====== Given records ======
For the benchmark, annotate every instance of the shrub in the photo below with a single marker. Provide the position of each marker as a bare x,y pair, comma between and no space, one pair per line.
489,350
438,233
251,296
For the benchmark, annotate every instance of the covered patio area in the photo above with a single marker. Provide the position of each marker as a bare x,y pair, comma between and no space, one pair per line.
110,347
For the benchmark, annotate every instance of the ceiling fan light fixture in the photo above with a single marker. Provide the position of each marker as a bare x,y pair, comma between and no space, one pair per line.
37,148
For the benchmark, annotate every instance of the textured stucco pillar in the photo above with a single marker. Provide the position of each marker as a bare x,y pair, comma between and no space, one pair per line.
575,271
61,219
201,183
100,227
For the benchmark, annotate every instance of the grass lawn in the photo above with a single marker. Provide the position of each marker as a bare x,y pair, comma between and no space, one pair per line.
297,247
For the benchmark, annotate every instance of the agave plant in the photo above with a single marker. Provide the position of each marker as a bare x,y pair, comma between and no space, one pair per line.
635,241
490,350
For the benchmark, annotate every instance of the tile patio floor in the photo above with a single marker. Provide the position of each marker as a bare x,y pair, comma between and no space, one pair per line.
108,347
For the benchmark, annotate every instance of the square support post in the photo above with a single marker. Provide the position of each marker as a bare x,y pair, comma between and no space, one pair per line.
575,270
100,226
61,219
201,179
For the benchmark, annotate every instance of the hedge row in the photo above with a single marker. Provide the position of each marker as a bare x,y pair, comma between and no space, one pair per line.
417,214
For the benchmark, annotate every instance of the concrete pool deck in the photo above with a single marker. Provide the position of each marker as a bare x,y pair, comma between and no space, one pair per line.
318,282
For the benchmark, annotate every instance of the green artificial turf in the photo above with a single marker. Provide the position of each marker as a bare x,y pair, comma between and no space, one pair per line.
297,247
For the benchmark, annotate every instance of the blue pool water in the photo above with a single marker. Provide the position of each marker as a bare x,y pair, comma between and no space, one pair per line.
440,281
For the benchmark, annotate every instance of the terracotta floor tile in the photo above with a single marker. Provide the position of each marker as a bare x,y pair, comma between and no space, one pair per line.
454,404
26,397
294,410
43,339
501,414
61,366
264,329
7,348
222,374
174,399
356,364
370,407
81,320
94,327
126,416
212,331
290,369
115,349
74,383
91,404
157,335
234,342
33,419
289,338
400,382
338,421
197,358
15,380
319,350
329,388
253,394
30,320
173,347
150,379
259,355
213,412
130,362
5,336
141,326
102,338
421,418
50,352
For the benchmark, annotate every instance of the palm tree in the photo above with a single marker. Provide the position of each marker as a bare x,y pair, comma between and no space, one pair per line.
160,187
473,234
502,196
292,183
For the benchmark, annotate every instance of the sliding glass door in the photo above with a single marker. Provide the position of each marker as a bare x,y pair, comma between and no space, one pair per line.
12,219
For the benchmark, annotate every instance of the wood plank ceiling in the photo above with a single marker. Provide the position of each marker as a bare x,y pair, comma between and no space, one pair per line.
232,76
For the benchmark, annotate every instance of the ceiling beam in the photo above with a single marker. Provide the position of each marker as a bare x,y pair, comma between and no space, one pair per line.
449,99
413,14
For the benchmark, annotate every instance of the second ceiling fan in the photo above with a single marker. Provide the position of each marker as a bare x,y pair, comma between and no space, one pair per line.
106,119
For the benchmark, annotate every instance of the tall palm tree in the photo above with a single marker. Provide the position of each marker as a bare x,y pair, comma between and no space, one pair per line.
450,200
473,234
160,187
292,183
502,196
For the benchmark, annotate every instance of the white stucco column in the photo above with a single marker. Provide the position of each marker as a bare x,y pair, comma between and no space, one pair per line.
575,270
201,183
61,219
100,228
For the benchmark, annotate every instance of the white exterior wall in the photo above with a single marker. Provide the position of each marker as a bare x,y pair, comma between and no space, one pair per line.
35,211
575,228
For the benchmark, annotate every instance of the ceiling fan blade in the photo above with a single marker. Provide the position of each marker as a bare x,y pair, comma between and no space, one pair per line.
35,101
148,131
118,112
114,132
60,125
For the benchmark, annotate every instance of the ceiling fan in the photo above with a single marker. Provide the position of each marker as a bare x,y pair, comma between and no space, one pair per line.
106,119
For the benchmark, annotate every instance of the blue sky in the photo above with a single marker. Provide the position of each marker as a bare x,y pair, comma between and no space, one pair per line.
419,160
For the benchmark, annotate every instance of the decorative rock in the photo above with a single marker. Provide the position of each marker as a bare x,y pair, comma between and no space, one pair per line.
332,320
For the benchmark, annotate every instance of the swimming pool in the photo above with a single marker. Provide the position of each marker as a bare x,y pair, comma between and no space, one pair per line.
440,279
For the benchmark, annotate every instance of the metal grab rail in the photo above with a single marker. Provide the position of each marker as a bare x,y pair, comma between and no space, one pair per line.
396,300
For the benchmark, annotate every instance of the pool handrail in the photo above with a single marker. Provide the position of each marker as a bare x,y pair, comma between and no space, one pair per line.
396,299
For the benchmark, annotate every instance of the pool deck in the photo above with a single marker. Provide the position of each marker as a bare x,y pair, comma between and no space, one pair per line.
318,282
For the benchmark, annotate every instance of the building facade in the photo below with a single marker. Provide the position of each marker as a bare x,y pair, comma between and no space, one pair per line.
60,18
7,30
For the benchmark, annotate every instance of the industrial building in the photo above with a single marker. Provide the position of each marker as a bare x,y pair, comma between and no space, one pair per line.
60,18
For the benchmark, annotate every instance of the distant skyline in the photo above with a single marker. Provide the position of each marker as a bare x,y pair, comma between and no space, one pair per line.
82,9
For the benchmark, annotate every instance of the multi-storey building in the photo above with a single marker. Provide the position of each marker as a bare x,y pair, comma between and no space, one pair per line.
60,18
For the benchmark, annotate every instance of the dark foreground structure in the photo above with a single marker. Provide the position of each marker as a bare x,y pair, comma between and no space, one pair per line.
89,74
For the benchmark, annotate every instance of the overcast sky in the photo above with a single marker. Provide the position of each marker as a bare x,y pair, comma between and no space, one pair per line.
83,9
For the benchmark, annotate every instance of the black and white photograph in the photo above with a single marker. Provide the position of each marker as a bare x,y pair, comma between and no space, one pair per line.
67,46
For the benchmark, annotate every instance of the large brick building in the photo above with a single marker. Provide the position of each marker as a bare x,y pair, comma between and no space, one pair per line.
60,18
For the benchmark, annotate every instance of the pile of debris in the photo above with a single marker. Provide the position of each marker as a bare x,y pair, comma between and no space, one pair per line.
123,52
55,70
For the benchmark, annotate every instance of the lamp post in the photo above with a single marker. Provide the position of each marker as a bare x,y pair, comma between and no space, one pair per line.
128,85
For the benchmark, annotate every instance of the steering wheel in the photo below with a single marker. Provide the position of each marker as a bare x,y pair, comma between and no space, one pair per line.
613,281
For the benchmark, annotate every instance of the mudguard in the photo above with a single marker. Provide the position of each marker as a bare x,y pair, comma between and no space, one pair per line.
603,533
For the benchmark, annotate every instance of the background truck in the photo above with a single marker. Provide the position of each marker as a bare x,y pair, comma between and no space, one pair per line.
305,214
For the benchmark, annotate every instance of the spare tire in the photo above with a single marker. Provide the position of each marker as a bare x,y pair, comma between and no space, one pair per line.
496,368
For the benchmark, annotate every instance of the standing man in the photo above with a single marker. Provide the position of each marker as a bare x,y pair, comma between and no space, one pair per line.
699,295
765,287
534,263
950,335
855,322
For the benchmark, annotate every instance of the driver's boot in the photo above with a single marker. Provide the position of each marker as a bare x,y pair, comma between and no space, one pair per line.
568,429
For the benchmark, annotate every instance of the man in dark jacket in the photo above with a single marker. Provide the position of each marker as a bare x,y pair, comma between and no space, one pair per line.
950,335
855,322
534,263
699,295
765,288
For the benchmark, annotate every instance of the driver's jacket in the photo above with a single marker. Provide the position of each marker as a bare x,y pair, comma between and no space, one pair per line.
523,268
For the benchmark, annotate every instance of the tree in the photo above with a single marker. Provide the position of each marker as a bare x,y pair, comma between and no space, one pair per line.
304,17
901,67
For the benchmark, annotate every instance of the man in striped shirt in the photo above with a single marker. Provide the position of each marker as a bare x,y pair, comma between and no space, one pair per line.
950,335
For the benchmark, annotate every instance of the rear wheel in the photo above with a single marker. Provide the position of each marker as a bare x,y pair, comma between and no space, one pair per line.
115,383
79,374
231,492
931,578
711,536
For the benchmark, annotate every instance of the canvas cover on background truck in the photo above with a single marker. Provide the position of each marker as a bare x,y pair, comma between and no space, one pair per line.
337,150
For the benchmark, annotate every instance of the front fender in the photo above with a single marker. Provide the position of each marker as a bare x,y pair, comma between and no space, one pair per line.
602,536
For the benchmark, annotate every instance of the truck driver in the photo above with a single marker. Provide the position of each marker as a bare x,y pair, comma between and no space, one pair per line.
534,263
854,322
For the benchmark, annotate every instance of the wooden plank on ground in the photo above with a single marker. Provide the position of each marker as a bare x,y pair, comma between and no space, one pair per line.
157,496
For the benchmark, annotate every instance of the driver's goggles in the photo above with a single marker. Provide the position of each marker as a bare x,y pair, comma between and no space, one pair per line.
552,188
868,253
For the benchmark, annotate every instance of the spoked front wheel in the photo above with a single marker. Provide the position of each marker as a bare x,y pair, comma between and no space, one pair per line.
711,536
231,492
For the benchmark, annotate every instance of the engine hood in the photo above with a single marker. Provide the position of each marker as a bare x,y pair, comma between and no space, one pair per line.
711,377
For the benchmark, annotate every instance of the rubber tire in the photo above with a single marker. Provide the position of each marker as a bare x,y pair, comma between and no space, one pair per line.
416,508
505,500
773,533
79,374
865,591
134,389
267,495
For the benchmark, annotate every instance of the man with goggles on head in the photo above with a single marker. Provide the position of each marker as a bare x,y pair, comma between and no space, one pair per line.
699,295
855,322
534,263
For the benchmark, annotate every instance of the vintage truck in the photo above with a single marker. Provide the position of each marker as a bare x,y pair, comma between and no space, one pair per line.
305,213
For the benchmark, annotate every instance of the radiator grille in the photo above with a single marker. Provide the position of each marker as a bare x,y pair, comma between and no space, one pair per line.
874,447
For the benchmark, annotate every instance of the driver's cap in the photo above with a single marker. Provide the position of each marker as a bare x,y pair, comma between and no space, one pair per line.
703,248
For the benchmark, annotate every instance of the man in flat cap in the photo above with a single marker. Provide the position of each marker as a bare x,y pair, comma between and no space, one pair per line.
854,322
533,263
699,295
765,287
======
■ **Written task**
Write out exactly the lines from the line holding "For the benchmark, annotate every instance of the radiator" through the last line of the data, and nothing besides those lines.

■ **Written solution**
For the benchmark, annotate every instance of the radiator grille in the photo above with a single marker. Provide the position of each marker as a bare x,y pair, comma between and no space, one pair per line.
874,447
For the benchmark, annotate every instance of the driver's cap in the photo above with a single marker. Provide the position of each marker as a bare x,y pair, comma between and no space, one pair per line.
703,248
For the benchmark, annotate every instance of the man in flat cap in the photo above with a single marker. Provide the position of each marker as a bare x,y pair, comma between and no space, one pair per line.
854,322
533,263
699,295
765,287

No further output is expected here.